Stated goal. Pull out every line in the rows below that contains the string "item", and treat uppercase and lowercase letters as different.
[Begin Dataset]
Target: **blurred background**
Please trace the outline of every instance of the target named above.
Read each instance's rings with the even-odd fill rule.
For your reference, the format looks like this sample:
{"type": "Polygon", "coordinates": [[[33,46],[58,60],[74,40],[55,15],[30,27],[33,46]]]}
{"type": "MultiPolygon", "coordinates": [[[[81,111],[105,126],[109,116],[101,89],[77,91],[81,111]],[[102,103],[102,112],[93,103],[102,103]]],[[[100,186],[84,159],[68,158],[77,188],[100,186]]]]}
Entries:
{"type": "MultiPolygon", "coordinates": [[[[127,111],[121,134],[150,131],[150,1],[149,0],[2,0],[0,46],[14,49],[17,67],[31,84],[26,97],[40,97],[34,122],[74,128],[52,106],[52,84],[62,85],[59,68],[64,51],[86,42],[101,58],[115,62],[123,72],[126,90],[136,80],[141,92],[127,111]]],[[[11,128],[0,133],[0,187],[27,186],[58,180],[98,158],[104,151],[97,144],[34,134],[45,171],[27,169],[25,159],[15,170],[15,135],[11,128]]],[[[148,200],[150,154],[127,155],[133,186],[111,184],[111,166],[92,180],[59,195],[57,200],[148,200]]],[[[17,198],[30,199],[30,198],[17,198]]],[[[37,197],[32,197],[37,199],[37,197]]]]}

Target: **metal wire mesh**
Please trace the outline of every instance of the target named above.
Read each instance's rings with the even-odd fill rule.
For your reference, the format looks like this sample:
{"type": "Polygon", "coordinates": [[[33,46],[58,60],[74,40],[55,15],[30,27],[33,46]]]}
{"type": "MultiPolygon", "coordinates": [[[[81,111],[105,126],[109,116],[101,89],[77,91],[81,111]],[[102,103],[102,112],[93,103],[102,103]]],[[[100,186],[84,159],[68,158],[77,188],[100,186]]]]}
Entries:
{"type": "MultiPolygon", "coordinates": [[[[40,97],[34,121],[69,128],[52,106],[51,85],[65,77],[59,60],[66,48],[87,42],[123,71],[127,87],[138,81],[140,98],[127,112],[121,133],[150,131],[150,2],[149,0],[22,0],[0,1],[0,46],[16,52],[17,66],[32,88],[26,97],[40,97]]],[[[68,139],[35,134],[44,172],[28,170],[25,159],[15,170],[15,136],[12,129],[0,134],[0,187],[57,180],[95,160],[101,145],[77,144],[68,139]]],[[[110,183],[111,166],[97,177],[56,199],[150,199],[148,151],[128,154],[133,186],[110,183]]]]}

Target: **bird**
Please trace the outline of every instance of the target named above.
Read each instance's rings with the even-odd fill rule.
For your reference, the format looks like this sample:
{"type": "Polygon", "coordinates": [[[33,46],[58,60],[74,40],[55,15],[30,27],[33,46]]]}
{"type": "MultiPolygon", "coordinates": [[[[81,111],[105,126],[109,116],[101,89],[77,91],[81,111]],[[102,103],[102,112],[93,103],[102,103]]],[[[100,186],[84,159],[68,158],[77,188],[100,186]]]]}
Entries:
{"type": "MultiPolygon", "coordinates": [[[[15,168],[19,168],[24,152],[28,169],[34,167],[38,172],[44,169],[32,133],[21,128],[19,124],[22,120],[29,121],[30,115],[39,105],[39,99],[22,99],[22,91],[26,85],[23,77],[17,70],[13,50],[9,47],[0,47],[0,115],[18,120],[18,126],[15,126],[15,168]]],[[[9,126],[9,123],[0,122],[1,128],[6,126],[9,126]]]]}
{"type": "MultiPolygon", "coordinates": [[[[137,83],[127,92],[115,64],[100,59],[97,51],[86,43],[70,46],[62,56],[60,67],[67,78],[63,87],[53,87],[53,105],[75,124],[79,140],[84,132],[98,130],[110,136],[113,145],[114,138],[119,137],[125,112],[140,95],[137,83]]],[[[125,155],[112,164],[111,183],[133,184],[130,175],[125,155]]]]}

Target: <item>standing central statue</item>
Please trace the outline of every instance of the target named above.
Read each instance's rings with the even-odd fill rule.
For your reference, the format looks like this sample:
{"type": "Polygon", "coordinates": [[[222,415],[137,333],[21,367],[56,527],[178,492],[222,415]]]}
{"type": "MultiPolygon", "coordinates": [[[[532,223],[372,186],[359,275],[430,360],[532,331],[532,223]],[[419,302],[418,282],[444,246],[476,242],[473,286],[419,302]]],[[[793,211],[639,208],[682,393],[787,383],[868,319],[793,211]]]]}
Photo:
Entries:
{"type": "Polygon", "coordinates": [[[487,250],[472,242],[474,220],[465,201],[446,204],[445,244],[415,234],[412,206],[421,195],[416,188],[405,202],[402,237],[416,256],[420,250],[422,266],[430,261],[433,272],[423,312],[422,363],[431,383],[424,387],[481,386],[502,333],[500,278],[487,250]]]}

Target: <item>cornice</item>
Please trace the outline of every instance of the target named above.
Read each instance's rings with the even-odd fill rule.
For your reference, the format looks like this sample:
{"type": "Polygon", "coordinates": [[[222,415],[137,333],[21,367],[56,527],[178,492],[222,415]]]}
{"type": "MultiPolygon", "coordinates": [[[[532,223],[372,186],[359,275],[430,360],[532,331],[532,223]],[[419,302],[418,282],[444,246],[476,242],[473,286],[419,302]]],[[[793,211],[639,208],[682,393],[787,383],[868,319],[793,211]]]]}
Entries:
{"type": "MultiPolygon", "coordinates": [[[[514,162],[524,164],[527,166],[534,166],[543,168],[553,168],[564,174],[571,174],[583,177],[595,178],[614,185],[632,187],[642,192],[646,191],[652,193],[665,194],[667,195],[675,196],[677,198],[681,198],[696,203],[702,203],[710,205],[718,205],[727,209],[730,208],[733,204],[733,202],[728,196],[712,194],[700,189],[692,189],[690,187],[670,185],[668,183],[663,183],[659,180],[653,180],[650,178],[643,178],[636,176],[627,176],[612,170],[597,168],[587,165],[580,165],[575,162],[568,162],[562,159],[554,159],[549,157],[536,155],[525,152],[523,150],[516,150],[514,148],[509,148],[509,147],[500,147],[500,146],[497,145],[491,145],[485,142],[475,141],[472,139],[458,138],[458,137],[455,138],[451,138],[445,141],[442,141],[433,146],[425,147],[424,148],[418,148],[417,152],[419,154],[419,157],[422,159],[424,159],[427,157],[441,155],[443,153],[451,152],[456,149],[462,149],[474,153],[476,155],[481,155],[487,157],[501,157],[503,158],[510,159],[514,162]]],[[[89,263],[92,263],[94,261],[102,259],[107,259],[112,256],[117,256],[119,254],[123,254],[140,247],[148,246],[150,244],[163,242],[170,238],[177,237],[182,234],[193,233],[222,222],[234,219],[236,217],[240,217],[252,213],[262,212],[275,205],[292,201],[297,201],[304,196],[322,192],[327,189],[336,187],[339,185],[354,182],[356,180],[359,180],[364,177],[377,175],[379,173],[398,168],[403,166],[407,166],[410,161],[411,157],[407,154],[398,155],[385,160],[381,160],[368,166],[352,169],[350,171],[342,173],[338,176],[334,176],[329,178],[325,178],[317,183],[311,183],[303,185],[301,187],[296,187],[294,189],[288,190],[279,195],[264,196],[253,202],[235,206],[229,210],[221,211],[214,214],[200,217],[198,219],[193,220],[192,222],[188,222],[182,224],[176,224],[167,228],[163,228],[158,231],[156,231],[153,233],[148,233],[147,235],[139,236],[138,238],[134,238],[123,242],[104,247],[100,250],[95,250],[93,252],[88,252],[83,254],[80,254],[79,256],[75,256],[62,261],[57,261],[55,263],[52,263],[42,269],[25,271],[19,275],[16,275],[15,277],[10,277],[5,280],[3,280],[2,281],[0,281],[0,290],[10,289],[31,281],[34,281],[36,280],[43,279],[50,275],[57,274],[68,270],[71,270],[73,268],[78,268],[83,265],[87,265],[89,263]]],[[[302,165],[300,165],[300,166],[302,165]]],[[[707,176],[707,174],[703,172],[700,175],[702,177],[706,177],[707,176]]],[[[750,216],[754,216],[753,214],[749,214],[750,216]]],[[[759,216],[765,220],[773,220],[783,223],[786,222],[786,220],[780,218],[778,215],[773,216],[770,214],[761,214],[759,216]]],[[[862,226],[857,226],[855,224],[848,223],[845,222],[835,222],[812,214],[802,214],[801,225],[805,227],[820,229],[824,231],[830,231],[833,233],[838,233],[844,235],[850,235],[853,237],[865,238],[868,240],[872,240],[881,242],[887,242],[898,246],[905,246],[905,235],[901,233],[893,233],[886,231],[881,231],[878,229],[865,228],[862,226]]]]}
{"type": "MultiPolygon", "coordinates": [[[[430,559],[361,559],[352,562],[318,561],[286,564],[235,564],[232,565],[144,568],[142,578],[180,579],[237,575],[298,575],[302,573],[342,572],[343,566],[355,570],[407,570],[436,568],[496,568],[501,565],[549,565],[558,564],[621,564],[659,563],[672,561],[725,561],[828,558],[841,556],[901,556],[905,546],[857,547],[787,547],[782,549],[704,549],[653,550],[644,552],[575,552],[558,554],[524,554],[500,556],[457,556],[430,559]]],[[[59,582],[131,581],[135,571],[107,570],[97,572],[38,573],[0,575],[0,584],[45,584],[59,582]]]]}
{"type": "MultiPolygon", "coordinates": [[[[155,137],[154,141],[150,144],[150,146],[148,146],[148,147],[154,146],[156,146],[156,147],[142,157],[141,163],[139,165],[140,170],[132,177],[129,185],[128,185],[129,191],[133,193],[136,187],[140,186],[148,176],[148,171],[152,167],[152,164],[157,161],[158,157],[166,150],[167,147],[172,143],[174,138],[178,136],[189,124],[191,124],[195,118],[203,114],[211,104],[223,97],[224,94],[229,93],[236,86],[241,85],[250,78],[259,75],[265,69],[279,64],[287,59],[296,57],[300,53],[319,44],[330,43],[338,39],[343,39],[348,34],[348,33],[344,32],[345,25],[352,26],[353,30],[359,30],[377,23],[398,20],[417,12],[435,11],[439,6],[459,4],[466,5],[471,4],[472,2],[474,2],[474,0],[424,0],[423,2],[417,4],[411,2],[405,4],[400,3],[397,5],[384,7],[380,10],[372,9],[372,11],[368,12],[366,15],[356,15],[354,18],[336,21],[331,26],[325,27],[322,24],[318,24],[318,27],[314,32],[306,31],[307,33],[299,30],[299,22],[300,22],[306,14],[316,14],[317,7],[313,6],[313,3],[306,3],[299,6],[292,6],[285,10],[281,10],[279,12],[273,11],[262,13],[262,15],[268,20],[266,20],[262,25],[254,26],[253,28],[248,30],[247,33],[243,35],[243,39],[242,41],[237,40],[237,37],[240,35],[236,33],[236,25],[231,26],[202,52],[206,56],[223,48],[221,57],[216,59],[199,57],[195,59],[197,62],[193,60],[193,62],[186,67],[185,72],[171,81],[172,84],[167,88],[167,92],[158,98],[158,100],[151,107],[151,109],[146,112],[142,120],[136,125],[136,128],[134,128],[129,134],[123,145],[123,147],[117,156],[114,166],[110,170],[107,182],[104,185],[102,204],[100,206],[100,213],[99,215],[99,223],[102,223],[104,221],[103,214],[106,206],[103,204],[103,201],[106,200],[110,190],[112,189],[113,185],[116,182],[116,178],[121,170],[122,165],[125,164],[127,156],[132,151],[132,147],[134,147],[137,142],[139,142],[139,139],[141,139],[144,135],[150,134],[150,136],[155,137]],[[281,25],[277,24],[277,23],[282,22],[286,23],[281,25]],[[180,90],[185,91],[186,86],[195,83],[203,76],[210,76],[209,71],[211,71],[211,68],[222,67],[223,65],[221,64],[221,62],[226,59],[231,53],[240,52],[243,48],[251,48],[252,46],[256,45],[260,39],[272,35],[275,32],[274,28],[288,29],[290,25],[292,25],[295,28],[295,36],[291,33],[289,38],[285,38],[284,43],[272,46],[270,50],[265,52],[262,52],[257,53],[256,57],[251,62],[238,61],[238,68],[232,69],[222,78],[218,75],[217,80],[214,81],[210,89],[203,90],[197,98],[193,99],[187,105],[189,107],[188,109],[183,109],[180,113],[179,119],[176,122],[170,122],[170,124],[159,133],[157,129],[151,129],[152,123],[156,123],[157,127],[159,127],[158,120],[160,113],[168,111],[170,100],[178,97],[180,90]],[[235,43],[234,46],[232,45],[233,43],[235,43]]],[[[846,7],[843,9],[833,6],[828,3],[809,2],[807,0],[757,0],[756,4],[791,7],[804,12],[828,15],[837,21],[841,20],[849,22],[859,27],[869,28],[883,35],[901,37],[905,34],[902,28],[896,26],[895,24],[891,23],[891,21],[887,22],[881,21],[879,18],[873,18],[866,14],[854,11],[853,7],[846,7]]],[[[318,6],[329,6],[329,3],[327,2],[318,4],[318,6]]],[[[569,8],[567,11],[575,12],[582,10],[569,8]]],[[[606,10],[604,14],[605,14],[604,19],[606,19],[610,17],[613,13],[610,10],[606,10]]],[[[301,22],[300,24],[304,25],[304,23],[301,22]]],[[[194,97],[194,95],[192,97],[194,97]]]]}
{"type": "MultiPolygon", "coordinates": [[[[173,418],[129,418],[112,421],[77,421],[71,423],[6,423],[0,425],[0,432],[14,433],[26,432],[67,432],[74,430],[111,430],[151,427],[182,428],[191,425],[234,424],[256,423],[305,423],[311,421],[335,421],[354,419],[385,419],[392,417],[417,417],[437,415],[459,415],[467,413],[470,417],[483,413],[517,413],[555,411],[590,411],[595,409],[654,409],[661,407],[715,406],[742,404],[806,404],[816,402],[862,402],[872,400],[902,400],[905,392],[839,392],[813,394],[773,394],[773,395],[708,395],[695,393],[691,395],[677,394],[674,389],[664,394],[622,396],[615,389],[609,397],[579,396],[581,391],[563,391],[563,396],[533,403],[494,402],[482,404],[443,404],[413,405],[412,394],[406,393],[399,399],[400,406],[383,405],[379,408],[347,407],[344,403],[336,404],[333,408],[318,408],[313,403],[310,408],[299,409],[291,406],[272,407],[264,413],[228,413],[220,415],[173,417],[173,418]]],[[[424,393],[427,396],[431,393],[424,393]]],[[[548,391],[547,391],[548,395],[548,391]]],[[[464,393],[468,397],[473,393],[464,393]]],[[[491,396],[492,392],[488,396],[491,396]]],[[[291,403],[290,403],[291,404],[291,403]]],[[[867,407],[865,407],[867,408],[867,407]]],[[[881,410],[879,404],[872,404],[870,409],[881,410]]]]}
[End Dataset]
Reply to the task.
Target: <item>standing central statue</item>
Target: <item>cornice</item>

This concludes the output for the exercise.